* **PROBLEM TO WORK ON**
Please output the lines shown below exactly as they appear.

* **INPUT DATA**
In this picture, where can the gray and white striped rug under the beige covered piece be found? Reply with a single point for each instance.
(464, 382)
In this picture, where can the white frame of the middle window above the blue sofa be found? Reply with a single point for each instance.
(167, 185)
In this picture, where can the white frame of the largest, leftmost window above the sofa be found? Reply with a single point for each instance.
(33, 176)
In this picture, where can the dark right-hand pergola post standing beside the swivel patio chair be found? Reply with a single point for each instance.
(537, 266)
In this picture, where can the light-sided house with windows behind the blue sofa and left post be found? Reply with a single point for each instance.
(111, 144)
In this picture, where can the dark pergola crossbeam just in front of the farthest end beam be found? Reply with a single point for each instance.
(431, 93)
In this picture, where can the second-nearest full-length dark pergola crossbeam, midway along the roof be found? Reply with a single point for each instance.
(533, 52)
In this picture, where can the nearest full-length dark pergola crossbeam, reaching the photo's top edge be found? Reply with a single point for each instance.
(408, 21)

* **RESULT FOR THIS TASK**
In this picture, where can the gray and white striped rug under the beige covered piece be found? Reply with a single point for each instance.
(464, 382)
In this picture, where can the white frame of the middle window above the blue sofa be found? Reply with a single point for each instance.
(167, 185)
In this picture, where can the white frame of the largest, leftmost window above the sofa be found? Reply with a single point for each instance.
(33, 176)
In this picture, where can the dark right-hand pergola post standing beside the swivel patio chair be found? Reply with a single point for each instance.
(537, 266)
In this picture, where can the light-sided house with windows behind the blue sofa and left post be found? Reply with a single point for each instance.
(111, 144)
In this picture, where can the dark pergola crossbeam just in front of the farthest end beam be found? Reply with a single point for each instance.
(431, 93)
In this picture, where can the second-nearest full-length dark pergola crossbeam, midway along the roof be found? Reply with a single point for each instance.
(533, 52)
In this picture, where can the nearest full-length dark pergola crossbeam, reaching the photo's top edge be found? Reply with a single point for each instance.
(408, 21)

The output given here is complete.